§ Your instructions
Show every line of the material below that contains the string "Target".

§ Material for the task
───

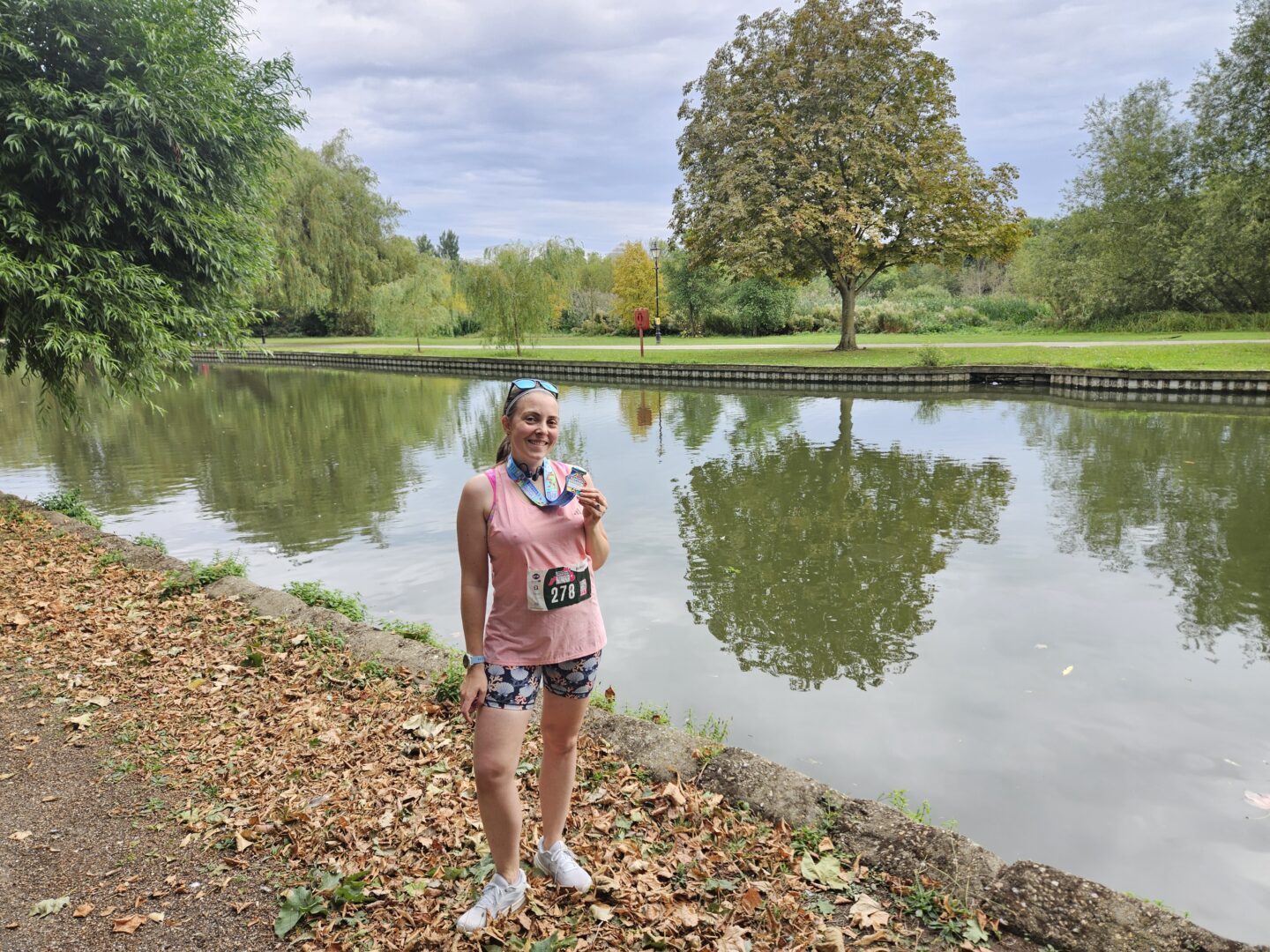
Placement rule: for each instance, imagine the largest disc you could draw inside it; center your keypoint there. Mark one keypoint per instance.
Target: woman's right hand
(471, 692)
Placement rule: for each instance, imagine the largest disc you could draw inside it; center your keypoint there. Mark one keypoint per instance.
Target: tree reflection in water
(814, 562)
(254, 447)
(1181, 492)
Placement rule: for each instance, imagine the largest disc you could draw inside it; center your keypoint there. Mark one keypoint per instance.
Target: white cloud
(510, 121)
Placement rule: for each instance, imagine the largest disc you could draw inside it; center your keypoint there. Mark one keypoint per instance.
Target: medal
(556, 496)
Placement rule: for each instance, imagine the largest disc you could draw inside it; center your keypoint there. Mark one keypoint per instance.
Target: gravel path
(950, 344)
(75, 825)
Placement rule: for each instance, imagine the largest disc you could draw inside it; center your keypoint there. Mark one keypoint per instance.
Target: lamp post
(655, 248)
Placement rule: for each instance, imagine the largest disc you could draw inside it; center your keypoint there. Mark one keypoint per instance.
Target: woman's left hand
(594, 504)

───

§ Full output
Target: woman's right hand
Target: tree reflection in water
Target: white cloud
Target: medal
Target: gravel path
Target: lamp post
Target: woman's left hand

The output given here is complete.